Listed entries section start

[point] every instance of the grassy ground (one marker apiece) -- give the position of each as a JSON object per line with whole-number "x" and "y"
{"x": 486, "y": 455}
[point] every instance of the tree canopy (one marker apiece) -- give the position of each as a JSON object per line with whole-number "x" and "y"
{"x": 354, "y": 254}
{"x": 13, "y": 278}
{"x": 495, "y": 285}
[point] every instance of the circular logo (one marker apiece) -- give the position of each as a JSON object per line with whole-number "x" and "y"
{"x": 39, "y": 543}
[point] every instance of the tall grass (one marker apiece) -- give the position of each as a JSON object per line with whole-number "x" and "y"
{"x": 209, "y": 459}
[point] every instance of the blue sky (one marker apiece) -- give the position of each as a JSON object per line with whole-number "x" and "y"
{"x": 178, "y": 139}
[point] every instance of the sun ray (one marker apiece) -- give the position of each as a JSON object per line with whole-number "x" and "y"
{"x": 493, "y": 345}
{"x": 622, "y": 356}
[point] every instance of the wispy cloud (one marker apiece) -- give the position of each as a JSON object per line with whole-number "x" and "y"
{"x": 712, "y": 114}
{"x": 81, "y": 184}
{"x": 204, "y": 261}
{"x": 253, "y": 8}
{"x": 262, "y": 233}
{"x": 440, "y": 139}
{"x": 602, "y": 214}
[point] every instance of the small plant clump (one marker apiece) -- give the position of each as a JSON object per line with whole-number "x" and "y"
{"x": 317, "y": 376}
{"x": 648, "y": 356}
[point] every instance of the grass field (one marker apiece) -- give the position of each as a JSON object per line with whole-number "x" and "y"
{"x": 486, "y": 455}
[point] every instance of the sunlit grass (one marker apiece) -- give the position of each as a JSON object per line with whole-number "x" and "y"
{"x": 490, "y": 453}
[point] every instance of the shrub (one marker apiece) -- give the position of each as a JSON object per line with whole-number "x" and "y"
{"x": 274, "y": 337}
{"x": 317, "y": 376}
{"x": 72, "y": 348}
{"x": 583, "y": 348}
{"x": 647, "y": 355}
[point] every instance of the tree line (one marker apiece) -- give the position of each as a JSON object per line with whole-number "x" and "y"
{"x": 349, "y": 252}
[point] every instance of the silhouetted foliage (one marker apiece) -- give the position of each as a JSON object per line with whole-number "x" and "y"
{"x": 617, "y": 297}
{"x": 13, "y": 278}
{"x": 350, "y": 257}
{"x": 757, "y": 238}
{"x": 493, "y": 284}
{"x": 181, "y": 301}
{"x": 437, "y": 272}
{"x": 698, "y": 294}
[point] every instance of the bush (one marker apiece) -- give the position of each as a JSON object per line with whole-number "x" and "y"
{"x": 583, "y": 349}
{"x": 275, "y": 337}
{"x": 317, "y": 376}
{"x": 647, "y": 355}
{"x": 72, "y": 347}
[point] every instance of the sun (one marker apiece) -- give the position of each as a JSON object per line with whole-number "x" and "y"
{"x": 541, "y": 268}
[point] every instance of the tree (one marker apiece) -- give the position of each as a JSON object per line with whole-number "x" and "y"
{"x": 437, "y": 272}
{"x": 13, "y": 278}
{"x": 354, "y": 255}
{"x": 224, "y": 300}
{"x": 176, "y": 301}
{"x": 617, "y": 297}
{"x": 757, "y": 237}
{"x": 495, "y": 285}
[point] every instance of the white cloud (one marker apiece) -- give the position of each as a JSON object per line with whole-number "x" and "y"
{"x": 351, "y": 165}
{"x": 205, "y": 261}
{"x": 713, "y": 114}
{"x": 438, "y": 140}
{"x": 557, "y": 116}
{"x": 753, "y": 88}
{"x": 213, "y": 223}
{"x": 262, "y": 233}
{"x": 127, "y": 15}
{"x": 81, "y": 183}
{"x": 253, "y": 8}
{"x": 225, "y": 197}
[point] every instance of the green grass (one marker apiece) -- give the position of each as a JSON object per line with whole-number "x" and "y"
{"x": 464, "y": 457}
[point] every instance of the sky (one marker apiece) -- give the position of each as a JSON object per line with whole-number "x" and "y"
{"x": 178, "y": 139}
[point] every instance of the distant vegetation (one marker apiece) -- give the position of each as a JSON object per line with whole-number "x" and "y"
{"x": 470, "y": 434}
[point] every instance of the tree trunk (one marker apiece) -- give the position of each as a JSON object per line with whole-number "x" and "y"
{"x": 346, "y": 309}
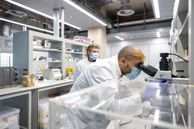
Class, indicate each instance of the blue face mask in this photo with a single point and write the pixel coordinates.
(133, 74)
(94, 56)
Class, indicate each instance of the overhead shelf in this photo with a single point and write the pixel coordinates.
(49, 61)
(68, 41)
(46, 50)
(69, 52)
(178, 60)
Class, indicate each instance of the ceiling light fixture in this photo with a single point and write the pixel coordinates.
(29, 26)
(156, 8)
(158, 34)
(84, 11)
(38, 12)
(119, 38)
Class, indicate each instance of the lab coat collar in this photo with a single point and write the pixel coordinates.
(116, 63)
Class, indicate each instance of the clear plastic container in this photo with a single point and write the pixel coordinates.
(107, 106)
(9, 118)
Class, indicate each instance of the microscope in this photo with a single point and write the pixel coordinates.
(164, 71)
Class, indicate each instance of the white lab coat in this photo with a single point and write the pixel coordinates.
(81, 66)
(96, 73)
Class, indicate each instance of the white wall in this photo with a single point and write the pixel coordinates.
(151, 48)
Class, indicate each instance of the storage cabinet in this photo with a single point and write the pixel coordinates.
(36, 52)
(21, 101)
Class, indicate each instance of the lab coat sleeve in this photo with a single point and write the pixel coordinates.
(131, 106)
(99, 75)
(77, 72)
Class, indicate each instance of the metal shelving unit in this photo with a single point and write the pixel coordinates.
(74, 51)
(31, 60)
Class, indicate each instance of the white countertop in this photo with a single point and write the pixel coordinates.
(43, 84)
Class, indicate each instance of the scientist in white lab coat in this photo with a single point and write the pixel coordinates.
(111, 68)
(92, 56)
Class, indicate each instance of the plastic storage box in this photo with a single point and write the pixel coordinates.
(115, 105)
(9, 118)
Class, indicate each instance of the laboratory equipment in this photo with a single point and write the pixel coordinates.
(52, 74)
(99, 106)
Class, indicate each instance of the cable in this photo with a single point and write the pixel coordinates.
(179, 57)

Listed entries section end

• _Description of the task_:
With the pictures omitted, reproduce the data above exactly.

• _Task response_:
[point] every instance of the grassy ground (one marker apiece) -- give the position of each as a JSON object per line with whole-number "x" and "y"
{"x": 486, "y": 455}
[point] every instance of the tree canopy (one marker apiece) -- give the position of each as a JSON object per line with whole-number "x" and "y"
{"x": 354, "y": 254}
{"x": 13, "y": 278}
{"x": 495, "y": 285}
[point] every instance of the circular logo (one marker apiece) -- give the position of each as a JSON object per line with whole-number "x" and "y"
{"x": 39, "y": 543}
[point] every instance of the tall grass (one marker apiece) -- give the position of each as a JSON object per line with whole-number "x" and "y"
{"x": 209, "y": 459}
[point] every instance of the blue sky (one marker apiece) -- give the position of each as a JSON object per line with whole-number "x" and "y"
{"x": 178, "y": 139}
[point] every instance of the sun ray (one marker apiece) -- give the position of each as a JSON object per line with whole-number "x" and "y"
{"x": 493, "y": 345}
{"x": 622, "y": 356}
[point] every instance of the wispy cloud (one marker apiece) -- give the position of each as a JSON object per line with whole-number "x" and "y"
{"x": 712, "y": 114}
{"x": 81, "y": 184}
{"x": 204, "y": 261}
{"x": 253, "y": 8}
{"x": 262, "y": 233}
{"x": 440, "y": 139}
{"x": 602, "y": 214}
[point] every instance of the small plant clump (one marker apiece) -- give the position of each as a JSON object per line with whole-number "x" and "y"
{"x": 317, "y": 376}
{"x": 648, "y": 356}
[point] every instance of the grass field (one marker apiece) -- give the position of each as a JSON object per line with whole-number "x" and "y"
{"x": 486, "y": 455}
[point] every instance of the sunlit grass (one marker apiece) -- give the position of each as a JSON object per line with whole-number "x" and "y"
{"x": 490, "y": 453}
[point] every instance of the shrub (one marker apiece) -- give the position of each as a JSON object per line with whole-number "x" and "y"
{"x": 274, "y": 337}
{"x": 317, "y": 376}
{"x": 72, "y": 348}
{"x": 583, "y": 348}
{"x": 647, "y": 355}
[point] every instance of the tree line (one marker apiece) -- give the position of each as a JSON object per line with whole-number "x" and "y"
{"x": 349, "y": 252}
[point] every instance of the silhouetted foliage (one marker apiece) -- give the position of each as a JSON object per line with whole-number "x" and "y"
{"x": 617, "y": 297}
{"x": 13, "y": 278}
{"x": 350, "y": 257}
{"x": 757, "y": 238}
{"x": 493, "y": 284}
{"x": 181, "y": 301}
{"x": 437, "y": 272}
{"x": 698, "y": 294}
[point] every instance of the bush (one marker apiece) -- give the position of each as a JSON object per line with whole-number "x" and "y"
{"x": 583, "y": 349}
{"x": 275, "y": 337}
{"x": 317, "y": 376}
{"x": 647, "y": 355}
{"x": 72, "y": 347}
[point] every instance of the sun (one marker apiece) -- give the position of each as a JSON object per line with whole-number "x" and "y"
{"x": 541, "y": 268}
[point] every instance of the tree (one marker apiece) -- give the position of each as a JSON object per line with whole-number "x" and "y"
{"x": 437, "y": 272}
{"x": 13, "y": 278}
{"x": 354, "y": 255}
{"x": 224, "y": 300}
{"x": 176, "y": 301}
{"x": 617, "y": 297}
{"x": 757, "y": 237}
{"x": 495, "y": 285}
[point] every instance of the white cloud (one marker apiece) -- give the position of each as a JSON object per line with whole-number "x" and "y"
{"x": 351, "y": 165}
{"x": 205, "y": 261}
{"x": 713, "y": 114}
{"x": 438, "y": 140}
{"x": 557, "y": 116}
{"x": 753, "y": 88}
{"x": 213, "y": 223}
{"x": 262, "y": 233}
{"x": 127, "y": 15}
{"x": 81, "y": 183}
{"x": 253, "y": 8}
{"x": 225, "y": 197}
[point] every instance of the green grass (one marker apiece) -- give the position of each as a JSON object per line with whole-number "x" and "y"
{"x": 464, "y": 457}
[point] every instance of the sky (one marker apiece) -- give the position of each as a JSON object per line with whole-number "x" and "y"
{"x": 178, "y": 139}
[point] every instance of the distant vegetation (one marker apiece) -- give the position of each as a JSON object per line with whole-number "x" and "y"
{"x": 470, "y": 434}
[point] every instance of the tree trunk (one marker apiece) -- give the position of each as a JSON object per line with whole-number "x" and "y"
{"x": 346, "y": 309}
Class, indicate each instance of the blue face mask in this photo with a single point and write the pixel coordinates.
(133, 74)
(94, 56)
Class, indicate each instance of the overhead shelf in this photo with a single point and write the pixel coordinates.
(49, 61)
(68, 41)
(46, 50)
(69, 52)
(178, 60)
Class, indicate each instance of the ceiling light fixture in this photo with a single point and write the pixel coordinates.
(29, 26)
(156, 8)
(158, 34)
(84, 11)
(38, 12)
(119, 38)
Class, indicate each instance of the lab coat collar in this photo with a single point and write the pixel coordinates.
(116, 63)
Class, indicate each instance of the clear plastic container in this photo with a single point and write the pixel coordinates.
(107, 106)
(9, 118)
Class, indicate each instance of the microscope in this photo with a single point and write the pixel coordinates.
(164, 71)
Class, indicate each instance of the white lab coat in this photo with a single point and write the pixel coordinates.
(81, 66)
(96, 73)
Class, indicate each instance of the white wall in this photo with a single point and write the pixel coordinates.
(151, 48)
Class, indicate each instance of the storage cabinet in this photo with a single point and write the pixel coordinates.
(36, 52)
(21, 101)
Class, indicate each instance of the lab coat sleeve in this photo with a single point and write the pixel coordinates.
(131, 106)
(99, 75)
(77, 72)
Class, indicate each instance of the metal shelving unit in this photo with a single point and write the pixel coordinates.
(74, 51)
(31, 60)
Class, indicate each instance of the white countertop in this photo with a single point and write the pixel coordinates.
(43, 84)
Class, indicate each instance of the scientist in white lab coat in this photo with a single point and write the pixel coordinates.
(111, 68)
(92, 56)
Class, indicate each instance of the plastic storage box in this photo with a single point and write the pixel coordinates.
(115, 105)
(9, 118)
Class, indicate each instance of the laboratory equipment in this photo with a single point and write the pixel coordinates.
(52, 74)
(99, 106)
Class, indicate each instance of the cable in this photo with a single point and write the pixel coordinates.
(179, 57)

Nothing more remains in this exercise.